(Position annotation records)

******

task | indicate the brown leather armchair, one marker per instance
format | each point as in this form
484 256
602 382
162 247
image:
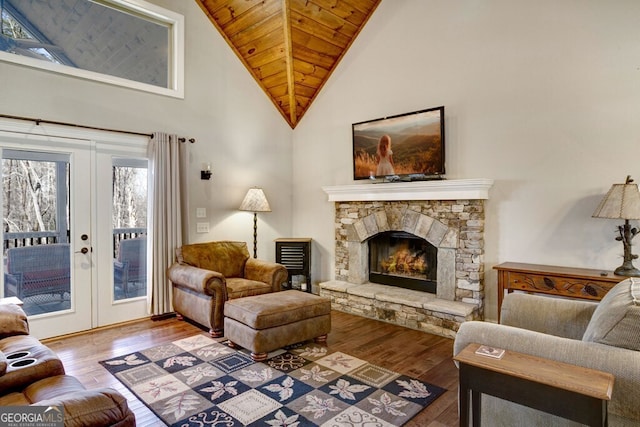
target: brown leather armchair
32 374
208 274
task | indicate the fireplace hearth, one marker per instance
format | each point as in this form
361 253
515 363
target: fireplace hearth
448 215
402 259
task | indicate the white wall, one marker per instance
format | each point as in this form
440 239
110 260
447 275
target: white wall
543 97
237 128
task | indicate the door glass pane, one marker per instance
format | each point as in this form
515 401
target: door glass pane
36 252
129 228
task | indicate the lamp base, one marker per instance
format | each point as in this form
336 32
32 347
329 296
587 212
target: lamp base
627 269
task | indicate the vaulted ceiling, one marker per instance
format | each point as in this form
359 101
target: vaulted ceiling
291 47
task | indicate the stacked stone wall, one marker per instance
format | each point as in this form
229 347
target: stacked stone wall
464 217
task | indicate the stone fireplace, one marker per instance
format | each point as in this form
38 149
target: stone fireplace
448 215
402 259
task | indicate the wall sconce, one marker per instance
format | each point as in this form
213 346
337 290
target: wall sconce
205 173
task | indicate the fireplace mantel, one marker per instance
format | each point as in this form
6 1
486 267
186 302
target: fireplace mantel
450 189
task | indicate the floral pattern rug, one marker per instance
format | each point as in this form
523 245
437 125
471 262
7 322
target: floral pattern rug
200 381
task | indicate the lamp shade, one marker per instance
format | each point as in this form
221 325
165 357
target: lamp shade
255 201
621 202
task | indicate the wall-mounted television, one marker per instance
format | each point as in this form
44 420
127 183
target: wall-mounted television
405 147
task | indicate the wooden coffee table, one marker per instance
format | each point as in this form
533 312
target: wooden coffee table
569 391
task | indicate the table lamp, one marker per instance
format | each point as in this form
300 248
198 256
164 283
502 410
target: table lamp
623 202
255 201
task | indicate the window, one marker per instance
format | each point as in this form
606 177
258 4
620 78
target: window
126 42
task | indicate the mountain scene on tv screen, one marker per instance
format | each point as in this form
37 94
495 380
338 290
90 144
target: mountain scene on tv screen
416 149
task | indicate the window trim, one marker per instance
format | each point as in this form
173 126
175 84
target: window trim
174 21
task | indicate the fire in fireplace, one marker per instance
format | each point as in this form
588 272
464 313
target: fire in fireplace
403 259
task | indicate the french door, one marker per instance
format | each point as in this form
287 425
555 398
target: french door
63 247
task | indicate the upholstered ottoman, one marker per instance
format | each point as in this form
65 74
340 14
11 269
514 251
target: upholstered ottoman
264 323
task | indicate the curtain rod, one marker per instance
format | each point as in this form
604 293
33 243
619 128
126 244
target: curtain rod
52 122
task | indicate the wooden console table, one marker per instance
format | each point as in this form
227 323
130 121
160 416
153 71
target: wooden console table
572 392
567 282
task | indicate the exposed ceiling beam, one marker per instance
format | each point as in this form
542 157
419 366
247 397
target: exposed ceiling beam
290 47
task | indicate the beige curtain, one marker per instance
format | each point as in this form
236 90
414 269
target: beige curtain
166 221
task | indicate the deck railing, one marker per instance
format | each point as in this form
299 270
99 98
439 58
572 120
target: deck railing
33 238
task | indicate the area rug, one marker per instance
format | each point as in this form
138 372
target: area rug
200 381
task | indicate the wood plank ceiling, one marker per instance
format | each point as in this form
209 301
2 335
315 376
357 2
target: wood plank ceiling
291 47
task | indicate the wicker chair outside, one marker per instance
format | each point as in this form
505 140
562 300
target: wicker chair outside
38 270
131 265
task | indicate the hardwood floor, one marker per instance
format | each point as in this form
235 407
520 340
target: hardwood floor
424 356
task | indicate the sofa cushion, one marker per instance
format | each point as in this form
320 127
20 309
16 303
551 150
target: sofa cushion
225 257
616 320
13 321
240 288
3 363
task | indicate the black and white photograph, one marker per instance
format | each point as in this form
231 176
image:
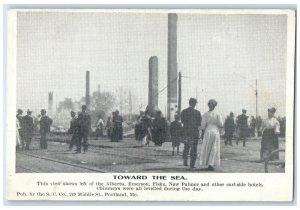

******

## [Request]
How many lines of the material above contain the string "french" with the same case? Give only the number.

## [Full response]
2